Directions for this task: Reproduce, exactly as they appear, the line containing "positive clicks: (95, 174)" and every line after it, ending with the last line of the records.

Records for processing:
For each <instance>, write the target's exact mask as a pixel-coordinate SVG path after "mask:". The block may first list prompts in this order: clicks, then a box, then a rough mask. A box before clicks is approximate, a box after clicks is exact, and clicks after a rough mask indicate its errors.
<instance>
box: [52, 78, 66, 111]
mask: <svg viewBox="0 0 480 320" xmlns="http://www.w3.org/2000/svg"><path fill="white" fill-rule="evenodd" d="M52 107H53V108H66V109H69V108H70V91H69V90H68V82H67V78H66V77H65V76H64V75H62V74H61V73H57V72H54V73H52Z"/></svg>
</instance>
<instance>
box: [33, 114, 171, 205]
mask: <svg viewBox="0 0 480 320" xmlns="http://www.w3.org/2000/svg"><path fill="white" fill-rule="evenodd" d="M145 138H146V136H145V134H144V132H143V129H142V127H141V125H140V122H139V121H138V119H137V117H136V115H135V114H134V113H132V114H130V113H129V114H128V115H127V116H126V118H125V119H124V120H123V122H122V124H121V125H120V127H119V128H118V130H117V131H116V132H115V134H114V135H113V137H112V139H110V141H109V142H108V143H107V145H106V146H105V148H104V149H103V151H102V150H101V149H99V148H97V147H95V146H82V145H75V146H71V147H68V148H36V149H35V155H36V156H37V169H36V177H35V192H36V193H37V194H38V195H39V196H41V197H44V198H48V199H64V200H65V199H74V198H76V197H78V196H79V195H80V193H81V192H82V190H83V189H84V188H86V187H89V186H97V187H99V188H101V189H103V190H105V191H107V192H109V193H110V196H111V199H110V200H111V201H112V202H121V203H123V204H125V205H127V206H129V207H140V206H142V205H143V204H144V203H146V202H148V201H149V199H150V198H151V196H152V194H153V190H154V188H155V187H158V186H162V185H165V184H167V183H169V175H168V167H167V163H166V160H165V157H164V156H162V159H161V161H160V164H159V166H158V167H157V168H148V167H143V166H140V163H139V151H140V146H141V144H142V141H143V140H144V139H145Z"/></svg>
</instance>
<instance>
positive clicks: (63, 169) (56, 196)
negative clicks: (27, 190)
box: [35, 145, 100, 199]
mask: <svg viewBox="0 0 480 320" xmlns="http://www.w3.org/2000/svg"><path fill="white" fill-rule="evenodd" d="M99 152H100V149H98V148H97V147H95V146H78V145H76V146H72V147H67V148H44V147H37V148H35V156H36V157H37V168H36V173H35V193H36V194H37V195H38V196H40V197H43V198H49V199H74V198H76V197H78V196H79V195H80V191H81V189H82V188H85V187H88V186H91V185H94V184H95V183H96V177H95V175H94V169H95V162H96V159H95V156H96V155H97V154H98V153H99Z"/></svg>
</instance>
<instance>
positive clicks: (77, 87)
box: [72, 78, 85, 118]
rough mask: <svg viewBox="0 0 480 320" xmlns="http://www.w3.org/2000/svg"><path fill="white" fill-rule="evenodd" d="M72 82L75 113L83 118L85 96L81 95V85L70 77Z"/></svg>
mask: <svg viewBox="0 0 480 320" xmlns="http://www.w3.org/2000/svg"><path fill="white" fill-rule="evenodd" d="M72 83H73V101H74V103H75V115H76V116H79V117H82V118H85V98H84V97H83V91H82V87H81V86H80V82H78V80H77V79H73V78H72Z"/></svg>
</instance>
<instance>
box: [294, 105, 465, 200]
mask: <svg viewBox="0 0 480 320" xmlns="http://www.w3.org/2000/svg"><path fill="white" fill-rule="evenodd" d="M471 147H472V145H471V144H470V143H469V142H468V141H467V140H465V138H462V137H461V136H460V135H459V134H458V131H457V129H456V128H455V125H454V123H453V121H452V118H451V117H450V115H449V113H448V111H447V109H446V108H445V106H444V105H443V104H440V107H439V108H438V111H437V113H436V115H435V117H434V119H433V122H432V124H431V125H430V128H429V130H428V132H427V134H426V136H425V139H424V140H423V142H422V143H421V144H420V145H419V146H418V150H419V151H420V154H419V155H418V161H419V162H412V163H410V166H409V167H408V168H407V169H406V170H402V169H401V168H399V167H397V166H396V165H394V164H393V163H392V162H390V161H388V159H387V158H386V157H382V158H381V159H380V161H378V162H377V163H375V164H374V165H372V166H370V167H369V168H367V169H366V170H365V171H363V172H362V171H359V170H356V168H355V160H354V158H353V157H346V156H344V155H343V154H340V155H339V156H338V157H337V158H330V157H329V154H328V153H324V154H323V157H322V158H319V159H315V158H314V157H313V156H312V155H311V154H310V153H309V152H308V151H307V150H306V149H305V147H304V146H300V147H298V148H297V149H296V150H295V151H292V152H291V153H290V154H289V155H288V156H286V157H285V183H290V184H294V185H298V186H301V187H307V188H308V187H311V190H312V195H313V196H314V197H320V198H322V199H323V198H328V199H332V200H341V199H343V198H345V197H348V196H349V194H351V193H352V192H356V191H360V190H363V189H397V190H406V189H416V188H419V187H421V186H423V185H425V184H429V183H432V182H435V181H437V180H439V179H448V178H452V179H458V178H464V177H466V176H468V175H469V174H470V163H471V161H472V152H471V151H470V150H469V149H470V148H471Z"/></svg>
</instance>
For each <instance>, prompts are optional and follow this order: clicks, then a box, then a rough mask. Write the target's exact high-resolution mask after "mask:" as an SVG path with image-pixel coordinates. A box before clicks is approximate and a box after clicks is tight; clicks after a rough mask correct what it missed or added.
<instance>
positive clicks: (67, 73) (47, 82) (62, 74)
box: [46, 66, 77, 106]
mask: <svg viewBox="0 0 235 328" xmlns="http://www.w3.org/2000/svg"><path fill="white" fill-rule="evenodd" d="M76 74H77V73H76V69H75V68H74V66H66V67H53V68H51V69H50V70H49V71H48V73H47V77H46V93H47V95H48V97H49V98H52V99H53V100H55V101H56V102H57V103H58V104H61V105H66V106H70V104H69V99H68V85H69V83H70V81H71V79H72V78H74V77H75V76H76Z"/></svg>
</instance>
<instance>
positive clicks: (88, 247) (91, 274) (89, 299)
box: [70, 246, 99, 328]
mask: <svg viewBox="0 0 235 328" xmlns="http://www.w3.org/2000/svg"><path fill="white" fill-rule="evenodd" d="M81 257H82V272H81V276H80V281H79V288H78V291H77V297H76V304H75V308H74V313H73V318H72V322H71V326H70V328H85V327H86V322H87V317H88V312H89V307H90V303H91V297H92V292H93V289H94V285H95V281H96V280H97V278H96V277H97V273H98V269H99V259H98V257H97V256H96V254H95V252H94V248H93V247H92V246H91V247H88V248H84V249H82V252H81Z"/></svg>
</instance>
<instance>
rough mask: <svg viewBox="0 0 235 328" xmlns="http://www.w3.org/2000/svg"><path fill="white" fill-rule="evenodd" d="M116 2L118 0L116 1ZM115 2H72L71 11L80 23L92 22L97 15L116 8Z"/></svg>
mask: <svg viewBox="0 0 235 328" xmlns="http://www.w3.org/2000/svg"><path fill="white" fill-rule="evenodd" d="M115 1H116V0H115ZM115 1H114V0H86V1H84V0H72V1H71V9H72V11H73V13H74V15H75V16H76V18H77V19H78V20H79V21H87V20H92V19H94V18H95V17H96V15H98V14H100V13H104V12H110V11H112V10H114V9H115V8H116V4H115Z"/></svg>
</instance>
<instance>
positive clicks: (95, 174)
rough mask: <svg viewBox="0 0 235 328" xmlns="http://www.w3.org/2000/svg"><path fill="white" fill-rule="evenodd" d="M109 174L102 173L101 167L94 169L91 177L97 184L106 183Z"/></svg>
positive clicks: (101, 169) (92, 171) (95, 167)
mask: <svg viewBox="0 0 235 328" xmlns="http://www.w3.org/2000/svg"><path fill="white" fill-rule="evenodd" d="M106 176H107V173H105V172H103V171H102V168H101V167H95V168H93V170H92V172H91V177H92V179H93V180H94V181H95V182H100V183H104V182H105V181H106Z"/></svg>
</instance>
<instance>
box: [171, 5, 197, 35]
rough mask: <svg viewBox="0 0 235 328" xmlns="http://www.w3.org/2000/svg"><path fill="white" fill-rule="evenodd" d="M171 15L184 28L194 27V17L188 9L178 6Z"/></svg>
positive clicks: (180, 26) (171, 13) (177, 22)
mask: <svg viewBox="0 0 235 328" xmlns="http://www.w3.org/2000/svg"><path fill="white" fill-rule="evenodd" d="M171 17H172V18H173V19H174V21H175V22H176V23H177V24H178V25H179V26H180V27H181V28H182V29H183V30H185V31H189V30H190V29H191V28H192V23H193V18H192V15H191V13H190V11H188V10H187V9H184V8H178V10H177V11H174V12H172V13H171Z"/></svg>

Output for this task:
positive clicks: (95, 174)
rough mask: <svg viewBox="0 0 235 328" xmlns="http://www.w3.org/2000/svg"><path fill="white" fill-rule="evenodd" d="M109 174L102 173L101 167L94 169L91 177L97 184L106 183Z"/></svg>
positive clicks: (101, 169) (92, 171) (95, 167)
mask: <svg viewBox="0 0 235 328" xmlns="http://www.w3.org/2000/svg"><path fill="white" fill-rule="evenodd" d="M106 176H107V173H105V172H103V171H102V168H101V167H95V168H93V170H92V172H91V177H92V179H93V180H94V181H95V182H100V183H104V182H105V181H106Z"/></svg>
</instance>
<instance>
box: [171, 5, 197, 35]
rough mask: <svg viewBox="0 0 235 328" xmlns="http://www.w3.org/2000/svg"><path fill="white" fill-rule="evenodd" d="M171 15L184 28L194 27V17L188 9L178 6Z"/></svg>
positive clicks: (180, 26) (171, 13) (177, 22)
mask: <svg viewBox="0 0 235 328" xmlns="http://www.w3.org/2000/svg"><path fill="white" fill-rule="evenodd" d="M171 17H172V18H173V19H174V21H175V22H176V23H177V24H178V25H179V26H180V27H181V28H182V29H183V30H185V31H189V30H190V29H191V28H192V23H193V18H192V15H191V13H190V11H188V10H187V9H184V8H178V10H177V11H174V12H172V13H171Z"/></svg>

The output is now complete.